--- THE RECORDS ---

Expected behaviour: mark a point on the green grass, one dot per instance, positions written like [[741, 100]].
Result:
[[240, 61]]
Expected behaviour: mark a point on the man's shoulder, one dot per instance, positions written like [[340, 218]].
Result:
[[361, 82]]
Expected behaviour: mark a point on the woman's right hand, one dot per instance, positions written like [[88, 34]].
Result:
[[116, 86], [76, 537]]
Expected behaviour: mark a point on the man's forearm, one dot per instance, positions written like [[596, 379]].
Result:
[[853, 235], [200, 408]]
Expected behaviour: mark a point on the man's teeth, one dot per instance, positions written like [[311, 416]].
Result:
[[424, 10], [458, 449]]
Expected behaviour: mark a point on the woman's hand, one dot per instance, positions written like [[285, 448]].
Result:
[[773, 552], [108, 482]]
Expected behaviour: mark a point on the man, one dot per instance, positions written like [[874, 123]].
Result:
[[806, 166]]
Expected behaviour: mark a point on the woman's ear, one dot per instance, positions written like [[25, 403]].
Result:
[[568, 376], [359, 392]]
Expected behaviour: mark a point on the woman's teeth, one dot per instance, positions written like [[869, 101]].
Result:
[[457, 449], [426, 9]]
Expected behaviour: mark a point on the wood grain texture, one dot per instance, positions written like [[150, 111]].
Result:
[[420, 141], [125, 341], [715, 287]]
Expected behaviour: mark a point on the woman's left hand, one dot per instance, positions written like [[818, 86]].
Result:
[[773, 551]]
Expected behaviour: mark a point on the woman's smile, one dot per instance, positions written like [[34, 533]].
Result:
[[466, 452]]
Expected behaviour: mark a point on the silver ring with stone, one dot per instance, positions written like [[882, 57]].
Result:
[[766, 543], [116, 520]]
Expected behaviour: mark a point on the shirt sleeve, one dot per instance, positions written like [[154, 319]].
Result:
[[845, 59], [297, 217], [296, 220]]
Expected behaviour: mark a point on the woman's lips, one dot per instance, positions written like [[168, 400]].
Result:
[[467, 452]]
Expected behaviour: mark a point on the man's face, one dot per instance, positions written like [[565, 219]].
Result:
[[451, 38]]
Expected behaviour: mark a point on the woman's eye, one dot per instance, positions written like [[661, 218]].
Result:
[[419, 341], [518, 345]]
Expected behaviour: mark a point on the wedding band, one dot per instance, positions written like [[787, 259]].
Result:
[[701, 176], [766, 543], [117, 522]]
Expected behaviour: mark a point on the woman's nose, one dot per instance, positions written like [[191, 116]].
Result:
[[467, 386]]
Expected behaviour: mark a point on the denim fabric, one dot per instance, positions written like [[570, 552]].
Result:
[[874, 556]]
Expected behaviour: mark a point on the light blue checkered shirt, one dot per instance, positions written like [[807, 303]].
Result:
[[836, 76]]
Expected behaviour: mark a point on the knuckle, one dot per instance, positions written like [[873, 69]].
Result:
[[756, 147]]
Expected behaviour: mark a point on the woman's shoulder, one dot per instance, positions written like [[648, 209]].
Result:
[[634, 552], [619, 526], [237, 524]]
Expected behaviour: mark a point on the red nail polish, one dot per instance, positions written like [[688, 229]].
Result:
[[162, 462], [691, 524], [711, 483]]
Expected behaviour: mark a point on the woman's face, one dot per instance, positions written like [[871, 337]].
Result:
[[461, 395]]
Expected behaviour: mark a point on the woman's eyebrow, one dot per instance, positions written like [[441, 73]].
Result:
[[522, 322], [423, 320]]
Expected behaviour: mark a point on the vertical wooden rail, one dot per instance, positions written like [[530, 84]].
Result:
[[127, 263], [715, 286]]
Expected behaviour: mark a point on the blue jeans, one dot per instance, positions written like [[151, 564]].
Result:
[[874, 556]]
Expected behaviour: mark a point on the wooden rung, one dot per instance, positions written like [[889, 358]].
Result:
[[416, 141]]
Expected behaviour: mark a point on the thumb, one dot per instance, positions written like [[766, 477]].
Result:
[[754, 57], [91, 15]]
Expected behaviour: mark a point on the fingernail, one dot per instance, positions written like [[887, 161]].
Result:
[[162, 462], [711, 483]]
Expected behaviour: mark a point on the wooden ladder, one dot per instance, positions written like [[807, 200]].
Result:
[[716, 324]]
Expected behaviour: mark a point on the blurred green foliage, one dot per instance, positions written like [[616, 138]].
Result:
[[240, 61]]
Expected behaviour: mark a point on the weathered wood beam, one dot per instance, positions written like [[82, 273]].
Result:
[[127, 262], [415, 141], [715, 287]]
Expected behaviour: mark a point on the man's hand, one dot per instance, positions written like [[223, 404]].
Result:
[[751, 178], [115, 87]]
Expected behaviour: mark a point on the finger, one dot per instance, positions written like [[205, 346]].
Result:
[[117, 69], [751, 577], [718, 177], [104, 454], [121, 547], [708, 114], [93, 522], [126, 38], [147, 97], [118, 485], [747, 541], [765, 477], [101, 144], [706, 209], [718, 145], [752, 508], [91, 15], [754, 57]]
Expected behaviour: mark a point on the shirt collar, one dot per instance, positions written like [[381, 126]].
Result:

---

• EXERCISE PROMPT
Rewrite the listing above, changing every "one dot per instance" to "one dot for each instance" and leaving everything else as it is.

• ANSWER TO THE PROBLEM
Expected behaviour: mark a point on the green grass, one dot for each instance, positions written like [[741, 100]].
Result:
[[240, 61]]
Expected behaviour: mark a point on the man's shoulder, one dot for each instance, positions written like [[340, 218]].
Result:
[[361, 82]]
Expected behaviour: mark a point on the woman's right hand, one dot for each instance, positions written like [[88, 34]].
Result:
[[116, 86], [76, 537]]
Expected behaviour: mark a point on the man's forearm, one dot for each instance, positions written like [[596, 379]].
Result:
[[853, 235], [200, 408]]
Expected behaviour: mark a point on the man's teeth, one dot for each instance, positions written like [[311, 416]].
Result:
[[424, 10], [458, 449]]
Expected behaviour: mark a point on the woman's hand, one dot for each instance, positions written like [[285, 448]].
Result:
[[773, 552], [108, 482]]
Expected behaviour: mark a point on the man, one dot for each instance, positions written like [[874, 123]].
Result:
[[806, 166]]
Expected behaviour: mark a point on the woman's ear, one dot for each instance, positions written like [[25, 403]].
Result:
[[568, 376], [359, 392]]
Expected behaviour: mark a point on the woman's teeth, one dot for each instance, positions written like [[869, 101]].
Result:
[[457, 449], [426, 9]]
Expected behaviour: mark a point on the wood grain texture, one dot for each instance, positions written like [[150, 111]].
Result:
[[420, 141], [125, 341], [715, 287]]
Expected behaviour: mark a point on the woman's left hand, one dot for each instance, positions written like [[818, 86]].
Result:
[[773, 551]]
Expected behaviour: mark a point on the woman's smile, one dot for each instance, positions written like [[34, 533]].
Result:
[[466, 452]]
Expected behaviour: mark a point on the silver ring with stone, one dot for each instance, positions written like [[882, 57]].
Result:
[[766, 543], [116, 520]]
Expected behaviour: mark a point on the shirt sleeve, one dot for each instance, positions written like [[154, 319]].
Result:
[[845, 59], [297, 217], [296, 220]]
Expected behaviour: mark a point on the woman's lips, one dot for each instance, positions written like [[168, 400]].
Result:
[[467, 452]]
Expected behaviour: mark a point on the man's face, one dot for each instance, positions written like [[565, 219]].
Result:
[[451, 38]]
Expected behaviour: mark a point on the woman's eye, one dot for each instance, positions written like [[661, 218]].
Result:
[[419, 341], [518, 345]]
Expected behaviour: mark a point on the wedding band, one dot for each instance, positions written like [[787, 259]].
Result:
[[701, 176], [766, 543], [117, 522]]
Expected behaviour: mark a point on the woman's nose, one dot for each instance, positions written like [[191, 116]].
Result:
[[467, 386]]
Expected behaviour: mark a point on the denim fabric, one dot for each instance, positions written like [[570, 552]].
Result:
[[874, 556]]
Expected behaviour: mark a point on the light blue checkered shirt, one dot for each instance, positions written like [[807, 303]].
Result:
[[836, 76]]
Expected behaviour: mark a point on the knuckle, one dot for each instance, positions written like [[873, 69]].
Result:
[[756, 147]]
Expected behaviour: mark a point on the woman's shoulder, one dot for each instance, positions written like [[648, 209]].
Result:
[[634, 552], [619, 526], [237, 524]]
Expected behaviour: mark a point on the red nail polish, one dot for each instance, positions written like [[688, 229]].
Result:
[[162, 462], [691, 524], [711, 483]]
Expected behaviour: mark a point on the woman's face, one dot for each instance, positions written like [[871, 337]].
Result:
[[461, 395]]
Expected behaviour: mark a point on the woman's eyebrow, one dot for each instance, positions written like [[441, 73]].
Result:
[[522, 322], [423, 320]]
Expected behaviour: mark a point on the vertical wooden rail, one dot for each instance, positions written like [[530, 84]].
Result:
[[127, 263], [715, 286]]
Expected behaviour: mark a point on the blue jeans, one dot for each instance, positions written like [[151, 564]].
Result:
[[874, 556]]
Expected behaviour: mark a point on the wooden rung, one dot for each instance, positions written like [[889, 358]].
Result:
[[416, 141]]
Expected behaviour: mark a point on the thumb, one dot for each instance, positions written like [[766, 477]].
Result:
[[754, 57], [91, 15]]
Expected behaviour: mark a point on the fingernail, one dot for each instance, positions written like [[887, 161]].
Result:
[[162, 462], [711, 483]]
Expected behaviour: mark a point on the wooden ladder, one dot for each instance, positions written like [[807, 200]].
Result:
[[716, 324]]
Expected behaviour: mark a point on the blurred green foliage, one dot for each instance, positions written like [[616, 138]].
Result:
[[240, 61]]
Expected behaviour: mark a point on the weathered wood beam, one dot for each instance, positions written like [[82, 273]].
Result:
[[127, 262], [415, 141], [715, 287]]
Expected behaviour: mark a point on the man's hand, one dot for each instance, positions written like [[223, 404]].
Result:
[[751, 178], [115, 87]]
Expected behaviour: mark a point on the finger, one dot for each instance, positions written like [[205, 346]].
Result:
[[117, 69], [751, 577], [718, 177], [104, 454], [121, 547], [708, 114], [93, 522], [126, 38], [147, 97], [118, 485], [747, 541], [765, 477], [101, 144], [706, 209], [718, 145], [752, 508], [91, 15], [754, 57]]
Expected behaviour: mark a point on the shirt collar, one dot for each instance, positions written like [[381, 126]].
Result:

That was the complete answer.